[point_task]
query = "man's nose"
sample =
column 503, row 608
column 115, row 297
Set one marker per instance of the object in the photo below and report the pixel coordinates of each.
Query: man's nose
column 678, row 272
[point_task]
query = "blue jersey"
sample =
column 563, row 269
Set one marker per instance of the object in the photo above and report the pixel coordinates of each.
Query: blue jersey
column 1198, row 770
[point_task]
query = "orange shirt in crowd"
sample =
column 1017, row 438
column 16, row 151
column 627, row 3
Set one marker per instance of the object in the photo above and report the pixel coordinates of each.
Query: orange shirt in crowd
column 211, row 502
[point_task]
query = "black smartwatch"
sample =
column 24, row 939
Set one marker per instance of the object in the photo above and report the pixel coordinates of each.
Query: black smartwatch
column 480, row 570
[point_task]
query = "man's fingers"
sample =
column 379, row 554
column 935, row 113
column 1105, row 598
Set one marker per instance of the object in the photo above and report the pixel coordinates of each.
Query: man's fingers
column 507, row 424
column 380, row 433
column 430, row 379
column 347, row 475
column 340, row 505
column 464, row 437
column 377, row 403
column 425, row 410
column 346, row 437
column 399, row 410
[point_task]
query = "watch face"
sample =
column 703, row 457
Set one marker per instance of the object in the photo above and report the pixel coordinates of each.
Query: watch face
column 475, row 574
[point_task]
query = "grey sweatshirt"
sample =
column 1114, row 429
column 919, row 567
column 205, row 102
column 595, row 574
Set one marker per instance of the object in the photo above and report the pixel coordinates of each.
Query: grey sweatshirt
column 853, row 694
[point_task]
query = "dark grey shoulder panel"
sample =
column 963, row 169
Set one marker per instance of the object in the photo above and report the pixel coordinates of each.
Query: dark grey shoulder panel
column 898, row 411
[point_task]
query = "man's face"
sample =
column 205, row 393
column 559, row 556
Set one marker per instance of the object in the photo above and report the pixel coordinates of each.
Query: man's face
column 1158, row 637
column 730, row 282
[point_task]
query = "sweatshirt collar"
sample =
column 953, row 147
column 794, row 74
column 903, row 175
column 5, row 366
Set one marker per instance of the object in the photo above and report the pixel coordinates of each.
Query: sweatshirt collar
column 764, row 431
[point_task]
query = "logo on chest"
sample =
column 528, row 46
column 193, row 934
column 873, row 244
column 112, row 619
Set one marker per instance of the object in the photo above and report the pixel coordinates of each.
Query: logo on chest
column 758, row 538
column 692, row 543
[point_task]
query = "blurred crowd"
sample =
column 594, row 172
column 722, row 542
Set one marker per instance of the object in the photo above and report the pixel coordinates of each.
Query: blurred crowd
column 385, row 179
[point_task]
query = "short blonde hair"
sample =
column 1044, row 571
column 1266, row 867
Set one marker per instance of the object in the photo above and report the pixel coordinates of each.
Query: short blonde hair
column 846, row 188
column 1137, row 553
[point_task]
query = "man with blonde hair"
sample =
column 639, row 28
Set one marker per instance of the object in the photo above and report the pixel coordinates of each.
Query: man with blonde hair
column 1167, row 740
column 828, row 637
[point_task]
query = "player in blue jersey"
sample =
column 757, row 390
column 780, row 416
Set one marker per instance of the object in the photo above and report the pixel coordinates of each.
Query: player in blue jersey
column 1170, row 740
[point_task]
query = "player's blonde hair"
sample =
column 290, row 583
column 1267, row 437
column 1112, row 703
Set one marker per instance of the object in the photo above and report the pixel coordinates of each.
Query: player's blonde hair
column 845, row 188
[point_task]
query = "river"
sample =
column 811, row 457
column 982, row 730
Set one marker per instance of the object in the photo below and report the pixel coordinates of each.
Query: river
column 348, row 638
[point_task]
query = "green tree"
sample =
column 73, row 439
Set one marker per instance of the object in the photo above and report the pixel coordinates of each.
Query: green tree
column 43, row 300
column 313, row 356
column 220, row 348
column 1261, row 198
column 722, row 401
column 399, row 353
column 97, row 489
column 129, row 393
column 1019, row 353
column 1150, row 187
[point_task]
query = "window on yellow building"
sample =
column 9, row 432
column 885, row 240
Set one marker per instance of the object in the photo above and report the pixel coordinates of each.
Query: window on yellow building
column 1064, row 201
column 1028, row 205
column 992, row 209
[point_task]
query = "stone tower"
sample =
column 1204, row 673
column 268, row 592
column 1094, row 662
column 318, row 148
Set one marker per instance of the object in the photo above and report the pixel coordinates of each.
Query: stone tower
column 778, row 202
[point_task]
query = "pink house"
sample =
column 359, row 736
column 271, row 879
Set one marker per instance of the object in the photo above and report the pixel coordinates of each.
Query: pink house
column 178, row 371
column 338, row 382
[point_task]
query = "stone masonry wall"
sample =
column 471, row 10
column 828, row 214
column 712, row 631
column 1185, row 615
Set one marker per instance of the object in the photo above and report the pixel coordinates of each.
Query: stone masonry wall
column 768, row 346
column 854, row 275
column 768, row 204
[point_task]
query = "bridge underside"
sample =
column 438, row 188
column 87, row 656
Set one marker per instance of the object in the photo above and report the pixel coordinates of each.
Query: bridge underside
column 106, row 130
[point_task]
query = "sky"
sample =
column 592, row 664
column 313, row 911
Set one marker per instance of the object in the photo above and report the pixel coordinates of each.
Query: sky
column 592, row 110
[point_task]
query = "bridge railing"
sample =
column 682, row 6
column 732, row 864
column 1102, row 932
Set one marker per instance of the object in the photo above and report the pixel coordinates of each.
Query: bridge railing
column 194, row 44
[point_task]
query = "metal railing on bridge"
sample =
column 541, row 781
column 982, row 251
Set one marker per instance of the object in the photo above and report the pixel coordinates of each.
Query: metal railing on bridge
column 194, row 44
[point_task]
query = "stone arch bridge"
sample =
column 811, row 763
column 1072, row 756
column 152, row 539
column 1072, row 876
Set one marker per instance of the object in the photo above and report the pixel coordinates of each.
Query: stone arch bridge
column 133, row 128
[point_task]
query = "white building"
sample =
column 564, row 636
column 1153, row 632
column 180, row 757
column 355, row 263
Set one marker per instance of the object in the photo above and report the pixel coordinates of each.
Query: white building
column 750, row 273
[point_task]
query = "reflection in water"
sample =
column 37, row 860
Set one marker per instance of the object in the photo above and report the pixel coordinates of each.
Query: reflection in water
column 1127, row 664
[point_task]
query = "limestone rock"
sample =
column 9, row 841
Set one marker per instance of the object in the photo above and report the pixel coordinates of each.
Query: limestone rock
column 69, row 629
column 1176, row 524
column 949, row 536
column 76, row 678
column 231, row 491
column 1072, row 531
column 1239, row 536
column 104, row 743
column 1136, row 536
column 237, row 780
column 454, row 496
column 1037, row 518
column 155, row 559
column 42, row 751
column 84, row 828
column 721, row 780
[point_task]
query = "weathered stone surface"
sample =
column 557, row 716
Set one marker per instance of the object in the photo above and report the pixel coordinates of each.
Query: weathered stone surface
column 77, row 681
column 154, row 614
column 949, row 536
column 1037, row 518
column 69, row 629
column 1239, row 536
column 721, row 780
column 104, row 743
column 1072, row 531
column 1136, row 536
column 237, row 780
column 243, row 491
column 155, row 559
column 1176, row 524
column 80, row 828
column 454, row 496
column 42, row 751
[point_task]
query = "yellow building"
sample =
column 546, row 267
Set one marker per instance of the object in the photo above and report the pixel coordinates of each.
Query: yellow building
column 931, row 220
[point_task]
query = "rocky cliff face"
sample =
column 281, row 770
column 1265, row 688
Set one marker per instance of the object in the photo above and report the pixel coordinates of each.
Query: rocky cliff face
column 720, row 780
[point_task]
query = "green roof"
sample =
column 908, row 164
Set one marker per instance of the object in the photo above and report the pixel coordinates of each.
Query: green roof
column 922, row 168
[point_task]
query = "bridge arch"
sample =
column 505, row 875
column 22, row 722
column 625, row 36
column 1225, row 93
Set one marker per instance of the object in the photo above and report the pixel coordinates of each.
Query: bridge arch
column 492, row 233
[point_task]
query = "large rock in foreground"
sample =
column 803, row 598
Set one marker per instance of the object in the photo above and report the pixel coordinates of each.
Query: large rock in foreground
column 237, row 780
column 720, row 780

Given instruction = Can you recast the data above as a numbered list, from its first line up to and including the line with "column 211, row 502", with any blank lines left out?

The output =
1. [point_task]
2. query = "man's nose"
3. sample =
4. column 503, row 608
5. column 115, row 297
6. Set one marker per instance of the object in the photo below and report the pixel coordinates of each.
7. Query: man's nose
8. column 678, row 272
9. [point_task]
10. query = "blue jersey"
11. sample =
12. column 563, row 269
13. Set one marker per instance of the object in the photo above and report the pixel coordinates of each.
14. Query: blue jersey
15. column 1198, row 770
16. [point_task]
17. query = "orange shirt in crowd"
18. sample =
19. column 1017, row 438
20. column 16, row 151
21. column 627, row 3
22. Set one marker per instance of the object in the photo above and report the pixel coordinates of each.
23. Query: orange shirt in crowd
24. column 211, row 502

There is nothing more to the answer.